**Document section**
####
[PATCH] D50004: [PowerPC] Emit xscpsgndp instead of xxlor when copying floating point scalar registers for P9

Fri Aug 10 06:39:51 PDT 2018

jsji added a comment.

In https://reviews.llvm.org/D50004#1195184, @nemanjai wrote:

> In https://reviews.llvm.org/D50004#1194086, @jsji wrote:
>
> >
>
>
> <snip>
>
> This is exactly what I was referring to... The situation you describe is not analogous to the situation described in the ISA. According to the ISA, the sequence that will be optimized is:
>
>   xxlor XC, XT, XT
>   xxperm XT, XA, XB
>
>
> So in this case, the only way we would get the optimized behaviour would be if the "pre-patch" code sequence was:
>
>   xxlor v3, f1, f1
>   xsmaddadp f1, v2, f0
>
>
> And I'm fairly certain that without source forwarding of the copy, we can never produce such code (but of course, I could be wrong).

??? Can you please double check what ISA are you referring to?
####
**Dataset extract**
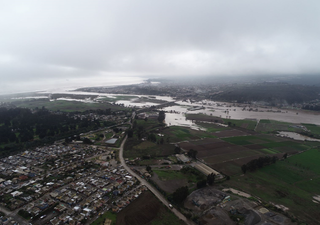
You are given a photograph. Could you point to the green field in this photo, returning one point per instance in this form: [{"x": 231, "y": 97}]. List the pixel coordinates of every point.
####
**The tasks**
- a) In the PowerPC patch discussion, which two-instruction sequence does the quoted reply say the ISA describes as optimized?
- b) Pick up the PowerPC patch discussion after its final line and continue it.

**Answers per task**
- a) xxlor XC, XT, XT followed by xxperm XT, XA, XB.

- b)
The description in PowerISA_public.v3.0B https://ibm.ent.box.com/s/1hzcwkwf8rbju5h9iyf44wm94amnlcrv is:

As an example, to preserve the XT source register in the xxperm instruction, the following sequence will optimize performance.

  xxlor XT,XC,XC /* Copy (XC) to XT
  xxperm XT,XA,XB /* Permute, overwriting XT

The set of instructions listed below, when immediately preceded by the xxlor XT,XC,XC instruction in a sequence similar to the above example, will provide optimal performance.

This should be exact the same pattern as in my example: xxlor XT,XC,XC to Copy (XC) to XT, not xxlor XC,XT,XT in your description.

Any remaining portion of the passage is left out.